» Exercise directions:
Pictures excluded, output exactly the lines from the one containing "Study the photograph above. Where on each instance of the thin" through the last line of the listing below.

» Task data:
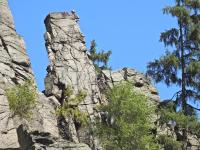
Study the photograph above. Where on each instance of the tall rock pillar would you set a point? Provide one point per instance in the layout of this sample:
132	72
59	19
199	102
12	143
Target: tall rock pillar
70	66
14	69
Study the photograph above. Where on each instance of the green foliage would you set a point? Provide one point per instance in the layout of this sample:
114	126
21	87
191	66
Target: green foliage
70	106
180	67
169	143
100	59
22	99
127	123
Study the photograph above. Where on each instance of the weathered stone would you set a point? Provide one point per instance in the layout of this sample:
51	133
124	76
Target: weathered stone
70	66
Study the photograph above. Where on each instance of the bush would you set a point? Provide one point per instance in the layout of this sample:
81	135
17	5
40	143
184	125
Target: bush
126	121
70	106
22	99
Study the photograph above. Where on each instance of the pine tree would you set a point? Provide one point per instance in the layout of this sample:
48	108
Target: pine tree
181	66
100	59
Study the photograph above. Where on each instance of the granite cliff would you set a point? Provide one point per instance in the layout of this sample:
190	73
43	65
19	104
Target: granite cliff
69	66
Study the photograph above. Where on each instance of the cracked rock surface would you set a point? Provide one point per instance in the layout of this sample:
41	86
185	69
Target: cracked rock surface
70	66
41	132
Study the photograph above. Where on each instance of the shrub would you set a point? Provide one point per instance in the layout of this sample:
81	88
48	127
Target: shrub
126	123
70	106
22	99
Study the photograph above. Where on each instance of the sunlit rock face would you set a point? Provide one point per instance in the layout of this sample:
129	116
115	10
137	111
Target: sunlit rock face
70	66
14	68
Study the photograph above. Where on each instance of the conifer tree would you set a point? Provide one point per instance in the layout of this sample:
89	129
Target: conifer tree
100	59
181	65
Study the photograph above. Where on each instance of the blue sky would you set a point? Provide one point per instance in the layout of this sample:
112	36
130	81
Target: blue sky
129	28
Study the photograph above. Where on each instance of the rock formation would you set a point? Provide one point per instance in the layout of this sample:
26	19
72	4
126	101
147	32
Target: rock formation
69	66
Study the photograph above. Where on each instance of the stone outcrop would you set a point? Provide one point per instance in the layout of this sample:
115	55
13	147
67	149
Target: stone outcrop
70	66
14	68
139	81
41	132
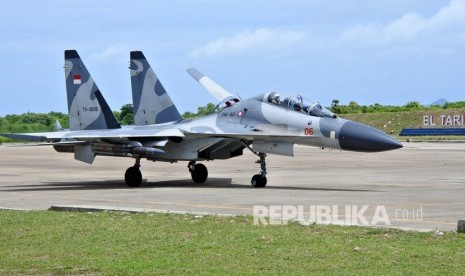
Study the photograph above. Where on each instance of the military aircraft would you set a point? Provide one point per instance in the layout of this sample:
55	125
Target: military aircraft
270	123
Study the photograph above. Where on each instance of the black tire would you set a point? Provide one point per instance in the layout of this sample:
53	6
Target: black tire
133	177
258	181
200	173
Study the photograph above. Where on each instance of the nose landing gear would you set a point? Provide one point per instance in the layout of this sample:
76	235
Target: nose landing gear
199	172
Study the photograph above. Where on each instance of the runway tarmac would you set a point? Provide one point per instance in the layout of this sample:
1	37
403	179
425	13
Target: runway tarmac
421	186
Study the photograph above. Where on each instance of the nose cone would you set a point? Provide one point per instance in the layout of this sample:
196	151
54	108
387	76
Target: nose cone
357	137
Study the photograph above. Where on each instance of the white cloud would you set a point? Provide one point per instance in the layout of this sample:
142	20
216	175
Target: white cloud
261	40
110	52
408	27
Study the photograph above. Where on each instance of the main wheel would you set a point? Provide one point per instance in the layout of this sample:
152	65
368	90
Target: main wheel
133	177
200	173
258	181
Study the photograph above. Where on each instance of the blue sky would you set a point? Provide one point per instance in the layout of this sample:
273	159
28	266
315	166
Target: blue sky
387	52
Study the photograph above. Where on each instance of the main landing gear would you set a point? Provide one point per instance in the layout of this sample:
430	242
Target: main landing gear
198	172
259	180
133	176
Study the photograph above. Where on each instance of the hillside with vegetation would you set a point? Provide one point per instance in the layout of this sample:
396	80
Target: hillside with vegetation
390	119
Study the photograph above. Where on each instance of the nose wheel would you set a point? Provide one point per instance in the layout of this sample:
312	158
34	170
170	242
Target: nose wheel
199	172
133	176
259	180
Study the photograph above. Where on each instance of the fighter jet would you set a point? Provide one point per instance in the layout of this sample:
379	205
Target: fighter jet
269	123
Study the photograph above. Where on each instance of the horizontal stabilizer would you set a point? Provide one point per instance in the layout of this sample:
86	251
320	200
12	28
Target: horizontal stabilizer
215	89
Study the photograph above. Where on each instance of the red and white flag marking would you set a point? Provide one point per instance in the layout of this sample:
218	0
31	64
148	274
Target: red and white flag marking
77	79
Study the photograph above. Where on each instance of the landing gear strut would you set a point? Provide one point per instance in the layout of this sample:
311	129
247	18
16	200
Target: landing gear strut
133	176
259	180
198	172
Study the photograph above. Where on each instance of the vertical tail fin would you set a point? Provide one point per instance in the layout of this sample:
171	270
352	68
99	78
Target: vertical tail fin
86	106
151	103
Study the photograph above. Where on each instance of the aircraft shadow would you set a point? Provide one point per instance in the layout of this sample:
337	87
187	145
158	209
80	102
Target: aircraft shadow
217	183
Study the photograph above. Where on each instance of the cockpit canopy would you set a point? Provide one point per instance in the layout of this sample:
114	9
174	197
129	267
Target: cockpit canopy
298	103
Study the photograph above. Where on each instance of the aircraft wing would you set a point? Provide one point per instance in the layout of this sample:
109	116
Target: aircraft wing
122	133
217	91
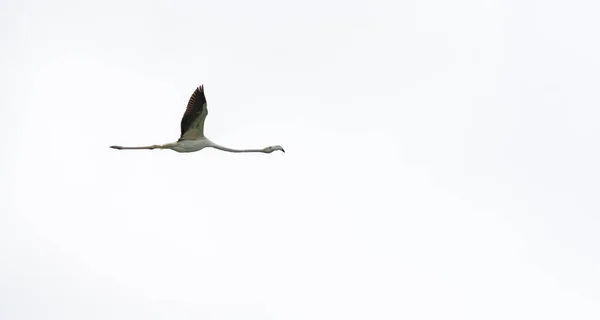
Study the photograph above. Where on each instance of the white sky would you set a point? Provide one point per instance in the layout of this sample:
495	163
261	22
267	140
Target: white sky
442	160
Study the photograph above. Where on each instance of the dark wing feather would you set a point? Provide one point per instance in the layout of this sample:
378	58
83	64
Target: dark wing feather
192	123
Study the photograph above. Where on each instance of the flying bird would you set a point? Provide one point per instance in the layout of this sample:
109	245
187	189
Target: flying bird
192	131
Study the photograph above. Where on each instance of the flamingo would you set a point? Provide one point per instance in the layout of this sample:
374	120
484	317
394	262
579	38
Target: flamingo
192	131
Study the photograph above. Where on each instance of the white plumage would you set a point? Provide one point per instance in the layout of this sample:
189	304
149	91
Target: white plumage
192	131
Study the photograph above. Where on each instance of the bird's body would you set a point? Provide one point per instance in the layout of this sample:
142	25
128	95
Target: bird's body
192	137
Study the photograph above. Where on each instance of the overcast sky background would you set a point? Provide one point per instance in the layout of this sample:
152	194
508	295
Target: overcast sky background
442	160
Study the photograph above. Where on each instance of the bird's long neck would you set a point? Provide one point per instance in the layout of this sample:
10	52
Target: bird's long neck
220	147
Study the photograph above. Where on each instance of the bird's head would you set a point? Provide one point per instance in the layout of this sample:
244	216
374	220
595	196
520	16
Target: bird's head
273	148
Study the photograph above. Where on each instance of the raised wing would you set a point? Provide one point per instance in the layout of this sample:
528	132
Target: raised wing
192	123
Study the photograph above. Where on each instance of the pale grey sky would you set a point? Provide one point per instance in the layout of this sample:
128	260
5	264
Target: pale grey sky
442	160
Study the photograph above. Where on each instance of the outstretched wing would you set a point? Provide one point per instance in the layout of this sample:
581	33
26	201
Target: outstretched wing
192	123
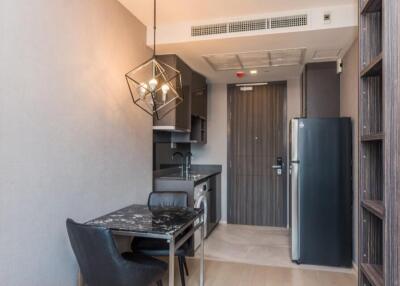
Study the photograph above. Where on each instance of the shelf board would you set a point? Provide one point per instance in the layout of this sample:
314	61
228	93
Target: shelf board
371	6
375	207
373	137
374	273
373	68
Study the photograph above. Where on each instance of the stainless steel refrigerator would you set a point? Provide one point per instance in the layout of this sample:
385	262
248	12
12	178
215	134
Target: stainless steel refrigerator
321	191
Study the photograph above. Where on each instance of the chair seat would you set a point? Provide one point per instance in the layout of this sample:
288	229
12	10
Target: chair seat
156	247
145	260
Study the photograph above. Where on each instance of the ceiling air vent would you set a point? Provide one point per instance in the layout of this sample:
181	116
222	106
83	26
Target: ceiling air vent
289	21
213	29
246	26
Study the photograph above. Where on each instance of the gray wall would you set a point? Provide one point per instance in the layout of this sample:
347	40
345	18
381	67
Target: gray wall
349	107
72	144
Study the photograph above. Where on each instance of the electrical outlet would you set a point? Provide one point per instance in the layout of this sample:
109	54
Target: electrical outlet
327	17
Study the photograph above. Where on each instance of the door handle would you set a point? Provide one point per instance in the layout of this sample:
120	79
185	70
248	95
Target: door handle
279	166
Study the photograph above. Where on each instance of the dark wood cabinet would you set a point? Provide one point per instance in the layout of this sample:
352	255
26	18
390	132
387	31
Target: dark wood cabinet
179	120
188	123
320	90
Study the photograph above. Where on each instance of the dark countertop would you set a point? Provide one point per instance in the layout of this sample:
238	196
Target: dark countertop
197	173
140	219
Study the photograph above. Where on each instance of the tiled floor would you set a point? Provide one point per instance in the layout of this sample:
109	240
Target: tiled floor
252	256
218	273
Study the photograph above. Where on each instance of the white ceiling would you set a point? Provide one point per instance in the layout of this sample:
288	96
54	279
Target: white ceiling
174	11
321	41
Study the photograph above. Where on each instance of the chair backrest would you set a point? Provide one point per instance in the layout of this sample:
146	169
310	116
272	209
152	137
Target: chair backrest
168	200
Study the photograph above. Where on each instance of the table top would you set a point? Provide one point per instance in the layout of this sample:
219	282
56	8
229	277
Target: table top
154	222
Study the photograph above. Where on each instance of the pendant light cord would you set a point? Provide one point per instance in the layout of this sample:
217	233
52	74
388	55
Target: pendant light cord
154	28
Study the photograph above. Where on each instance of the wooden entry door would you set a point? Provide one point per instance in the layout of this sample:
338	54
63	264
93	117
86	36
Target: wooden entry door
257	192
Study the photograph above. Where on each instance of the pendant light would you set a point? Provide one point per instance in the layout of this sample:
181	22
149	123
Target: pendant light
155	87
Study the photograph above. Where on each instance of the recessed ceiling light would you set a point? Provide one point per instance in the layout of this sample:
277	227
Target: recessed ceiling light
253	72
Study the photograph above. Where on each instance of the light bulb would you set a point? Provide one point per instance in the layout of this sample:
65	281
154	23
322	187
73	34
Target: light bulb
142	90
165	89
153	84
149	100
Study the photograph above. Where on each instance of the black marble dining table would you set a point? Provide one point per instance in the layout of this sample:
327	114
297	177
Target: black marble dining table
162	223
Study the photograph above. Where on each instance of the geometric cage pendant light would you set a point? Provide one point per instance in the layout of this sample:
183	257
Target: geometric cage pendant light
155	87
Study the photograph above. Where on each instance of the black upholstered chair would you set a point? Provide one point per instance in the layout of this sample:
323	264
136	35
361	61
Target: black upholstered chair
102	265
158	247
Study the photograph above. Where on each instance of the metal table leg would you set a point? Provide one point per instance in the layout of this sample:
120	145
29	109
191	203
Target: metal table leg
202	254
171	262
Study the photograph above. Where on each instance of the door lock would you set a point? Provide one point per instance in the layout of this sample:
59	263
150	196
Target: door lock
279	166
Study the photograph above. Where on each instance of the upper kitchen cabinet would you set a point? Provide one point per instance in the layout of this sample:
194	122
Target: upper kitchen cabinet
179	119
320	90
199	109
199	95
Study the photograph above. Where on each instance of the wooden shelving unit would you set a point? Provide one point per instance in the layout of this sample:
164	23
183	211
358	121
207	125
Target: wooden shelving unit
375	207
374	68
372	137
374	274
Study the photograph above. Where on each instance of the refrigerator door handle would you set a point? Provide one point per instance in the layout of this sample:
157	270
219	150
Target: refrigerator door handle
295	189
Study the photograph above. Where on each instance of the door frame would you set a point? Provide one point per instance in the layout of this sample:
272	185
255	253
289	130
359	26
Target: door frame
285	147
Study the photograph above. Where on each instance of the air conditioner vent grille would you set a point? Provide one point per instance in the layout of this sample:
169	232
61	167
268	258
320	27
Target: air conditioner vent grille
289	21
250	25
246	26
213	29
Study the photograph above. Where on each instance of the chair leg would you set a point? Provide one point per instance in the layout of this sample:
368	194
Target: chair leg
185	264
180	260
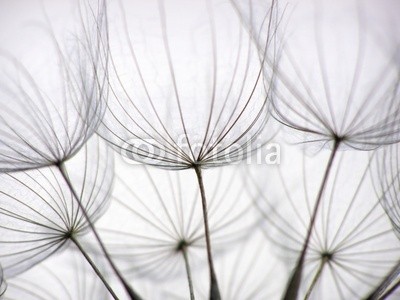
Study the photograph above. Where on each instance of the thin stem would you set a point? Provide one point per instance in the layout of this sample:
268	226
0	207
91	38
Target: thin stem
188	272
295	280
316	277
132	294
214	289
377	293
93	265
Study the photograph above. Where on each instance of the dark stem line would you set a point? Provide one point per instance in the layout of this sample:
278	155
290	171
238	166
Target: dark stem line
377	293
214	289
188	272
132	294
293	286
94	267
316	277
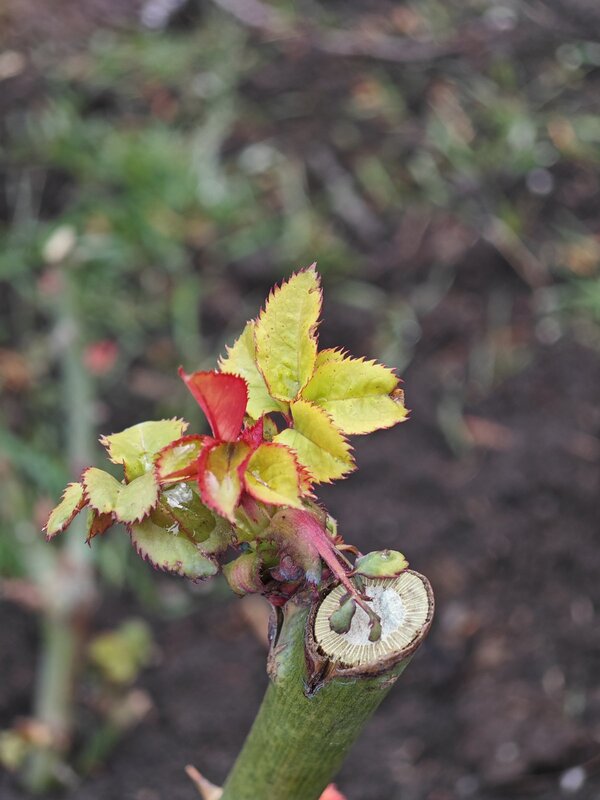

» Answer for this exercise:
Study the photograph above. Where on each instance of the thin stem would you set a point? Provide one point per instance in the layout of this sample:
268	226
0	207
91	38
Target: thin stem
188	272
295	280
316	277
132	294
214	289
377	293
93	265
Study the photograph above. Where on each instance of the dark stem line would you set a point? Provide one point per instance in the layout of this sample:
278	155
290	171
238	166
Target: dark stem line
377	293
214	289
188	272
132	294
293	286
94	267
316	277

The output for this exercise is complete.